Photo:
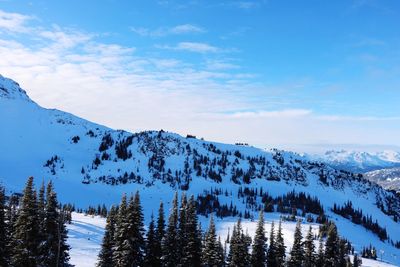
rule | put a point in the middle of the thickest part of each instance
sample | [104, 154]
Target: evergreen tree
[137, 231]
[106, 252]
[50, 228]
[151, 259]
[192, 250]
[25, 238]
[131, 249]
[159, 235]
[170, 241]
[121, 235]
[332, 247]
[280, 247]
[259, 251]
[309, 249]
[42, 230]
[321, 253]
[3, 230]
[182, 235]
[271, 255]
[212, 247]
[63, 247]
[297, 253]
[357, 261]
[342, 256]
[221, 252]
[238, 253]
[11, 218]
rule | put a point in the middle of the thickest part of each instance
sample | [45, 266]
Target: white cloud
[13, 22]
[164, 31]
[221, 65]
[192, 47]
[287, 113]
[113, 85]
[186, 28]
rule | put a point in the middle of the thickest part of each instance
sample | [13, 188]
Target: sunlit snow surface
[86, 233]
[84, 236]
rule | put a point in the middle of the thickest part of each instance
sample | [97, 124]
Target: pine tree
[238, 253]
[138, 231]
[321, 253]
[271, 255]
[159, 235]
[63, 247]
[182, 228]
[357, 261]
[342, 257]
[170, 241]
[151, 259]
[192, 250]
[332, 247]
[297, 253]
[280, 247]
[3, 230]
[212, 247]
[120, 237]
[309, 249]
[42, 230]
[50, 228]
[258, 255]
[11, 218]
[131, 242]
[25, 238]
[106, 252]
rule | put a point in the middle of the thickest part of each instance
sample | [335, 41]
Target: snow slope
[387, 178]
[83, 159]
[86, 232]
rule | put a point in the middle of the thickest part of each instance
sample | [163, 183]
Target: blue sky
[291, 74]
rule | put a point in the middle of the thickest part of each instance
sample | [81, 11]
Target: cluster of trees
[293, 203]
[179, 241]
[369, 252]
[32, 228]
[356, 216]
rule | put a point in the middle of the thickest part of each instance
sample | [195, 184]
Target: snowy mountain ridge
[360, 162]
[91, 164]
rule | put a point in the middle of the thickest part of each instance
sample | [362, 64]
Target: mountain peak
[10, 89]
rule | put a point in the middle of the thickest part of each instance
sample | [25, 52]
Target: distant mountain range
[380, 167]
[91, 164]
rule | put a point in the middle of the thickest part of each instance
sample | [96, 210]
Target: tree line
[33, 228]
[179, 241]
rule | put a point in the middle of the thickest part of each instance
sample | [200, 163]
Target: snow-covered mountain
[360, 162]
[387, 178]
[379, 167]
[91, 164]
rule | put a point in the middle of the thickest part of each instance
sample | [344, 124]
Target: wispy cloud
[287, 113]
[246, 4]
[192, 47]
[117, 86]
[221, 65]
[165, 31]
[13, 21]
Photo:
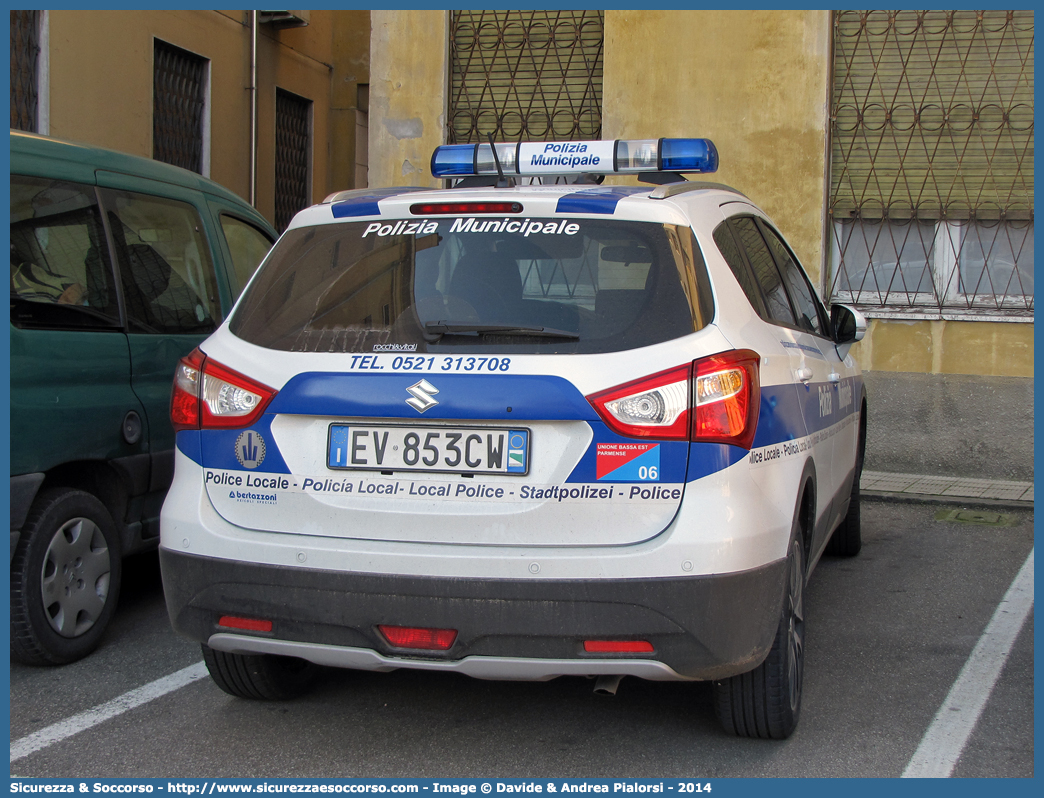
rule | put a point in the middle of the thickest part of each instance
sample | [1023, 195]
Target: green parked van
[119, 266]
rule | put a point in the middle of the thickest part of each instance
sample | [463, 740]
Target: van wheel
[65, 579]
[263, 677]
[765, 702]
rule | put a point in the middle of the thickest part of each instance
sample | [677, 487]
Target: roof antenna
[502, 183]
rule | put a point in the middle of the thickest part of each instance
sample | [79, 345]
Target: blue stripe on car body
[784, 416]
[595, 200]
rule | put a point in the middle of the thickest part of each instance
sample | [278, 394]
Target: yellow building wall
[998, 349]
[100, 86]
[757, 84]
[409, 75]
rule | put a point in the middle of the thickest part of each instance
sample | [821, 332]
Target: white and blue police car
[520, 431]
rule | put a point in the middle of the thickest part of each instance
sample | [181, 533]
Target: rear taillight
[654, 406]
[210, 396]
[727, 392]
[715, 399]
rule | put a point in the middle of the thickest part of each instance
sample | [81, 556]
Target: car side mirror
[848, 326]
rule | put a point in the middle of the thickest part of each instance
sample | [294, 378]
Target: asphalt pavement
[890, 634]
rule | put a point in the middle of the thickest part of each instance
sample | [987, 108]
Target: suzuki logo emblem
[421, 394]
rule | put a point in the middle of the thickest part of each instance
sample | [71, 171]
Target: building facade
[895, 148]
[268, 104]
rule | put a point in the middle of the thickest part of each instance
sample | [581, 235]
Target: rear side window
[730, 251]
[767, 276]
[809, 315]
[61, 273]
[569, 285]
[247, 247]
[165, 264]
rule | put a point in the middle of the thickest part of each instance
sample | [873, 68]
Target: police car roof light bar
[545, 159]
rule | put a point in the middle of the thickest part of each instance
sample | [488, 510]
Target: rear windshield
[409, 285]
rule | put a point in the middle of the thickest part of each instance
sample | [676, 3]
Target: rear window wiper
[434, 330]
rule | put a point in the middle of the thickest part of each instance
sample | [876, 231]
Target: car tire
[65, 579]
[261, 677]
[765, 702]
[847, 539]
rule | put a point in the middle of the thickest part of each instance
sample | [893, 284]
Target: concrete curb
[947, 490]
[928, 498]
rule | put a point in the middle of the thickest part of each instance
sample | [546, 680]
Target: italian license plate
[392, 447]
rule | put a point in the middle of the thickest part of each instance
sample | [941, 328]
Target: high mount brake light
[433, 209]
[208, 395]
[715, 400]
[550, 158]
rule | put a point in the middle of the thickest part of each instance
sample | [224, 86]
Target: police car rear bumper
[706, 627]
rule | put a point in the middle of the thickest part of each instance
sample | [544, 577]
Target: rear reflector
[247, 625]
[430, 209]
[418, 637]
[618, 647]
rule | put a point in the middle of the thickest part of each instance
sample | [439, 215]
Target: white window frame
[946, 280]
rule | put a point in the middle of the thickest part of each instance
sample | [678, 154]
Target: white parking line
[63, 729]
[945, 740]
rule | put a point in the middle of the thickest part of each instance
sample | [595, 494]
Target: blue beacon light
[537, 159]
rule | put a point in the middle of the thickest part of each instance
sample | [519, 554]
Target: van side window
[809, 317]
[61, 273]
[777, 304]
[165, 264]
[730, 251]
[247, 245]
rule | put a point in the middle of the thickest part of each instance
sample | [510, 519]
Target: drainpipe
[254, 108]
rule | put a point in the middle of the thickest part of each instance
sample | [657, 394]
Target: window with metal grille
[179, 103]
[24, 71]
[932, 163]
[292, 147]
[525, 75]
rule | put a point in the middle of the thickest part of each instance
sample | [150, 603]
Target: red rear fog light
[419, 637]
[618, 647]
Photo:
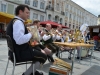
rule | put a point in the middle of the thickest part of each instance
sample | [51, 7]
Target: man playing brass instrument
[39, 46]
[59, 37]
[48, 39]
[20, 39]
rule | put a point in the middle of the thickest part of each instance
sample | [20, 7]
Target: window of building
[27, 2]
[41, 18]
[35, 16]
[73, 26]
[3, 7]
[35, 3]
[49, 17]
[57, 7]
[42, 5]
[10, 9]
[69, 25]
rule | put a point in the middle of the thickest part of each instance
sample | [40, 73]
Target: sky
[93, 6]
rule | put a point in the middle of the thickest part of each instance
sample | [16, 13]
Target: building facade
[37, 7]
[68, 13]
[98, 21]
[65, 12]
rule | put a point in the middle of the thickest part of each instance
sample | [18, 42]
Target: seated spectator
[96, 39]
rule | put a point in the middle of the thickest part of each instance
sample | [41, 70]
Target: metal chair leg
[33, 68]
[26, 66]
[6, 67]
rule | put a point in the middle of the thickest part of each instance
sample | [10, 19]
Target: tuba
[35, 34]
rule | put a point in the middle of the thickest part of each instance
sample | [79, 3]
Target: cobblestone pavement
[79, 68]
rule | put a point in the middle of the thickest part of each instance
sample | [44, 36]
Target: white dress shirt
[46, 37]
[19, 32]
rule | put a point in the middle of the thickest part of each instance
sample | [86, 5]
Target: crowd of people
[44, 49]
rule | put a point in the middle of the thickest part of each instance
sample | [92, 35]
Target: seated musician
[59, 37]
[39, 46]
[47, 39]
[20, 38]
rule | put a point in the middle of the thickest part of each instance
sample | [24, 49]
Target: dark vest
[22, 52]
[49, 40]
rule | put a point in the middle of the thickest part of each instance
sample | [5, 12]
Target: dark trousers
[39, 56]
[39, 47]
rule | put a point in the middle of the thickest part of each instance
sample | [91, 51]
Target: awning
[6, 18]
[54, 24]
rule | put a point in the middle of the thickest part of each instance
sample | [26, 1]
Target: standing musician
[40, 46]
[48, 39]
[20, 36]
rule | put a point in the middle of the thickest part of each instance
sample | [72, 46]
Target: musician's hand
[43, 51]
[42, 33]
[28, 29]
[47, 51]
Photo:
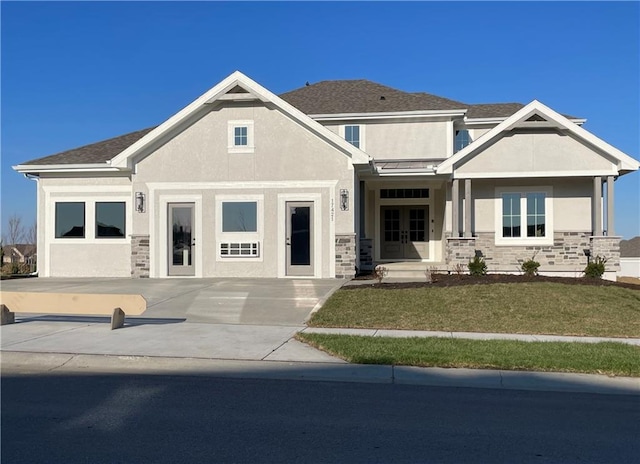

################

## [EXERCISE DIRECTIONS]
Go through the material above and output exactly the lines from the one containing "Target: white window frame" through the one containing "sample | [519, 554]".

## [RESPONSE AREA]
Target: white window frame
[946, 280]
rule | put a point in the middle of the thickest part of each instance
sample | [678, 154]
Target: white parking line
[63, 729]
[945, 740]
rule | put a point in the middle of the thickest part of each instance
sample | [595, 494]
Target: blue beacon light
[537, 159]
rule | put a point in the middle of the thickest part of each instance
sample | [519, 554]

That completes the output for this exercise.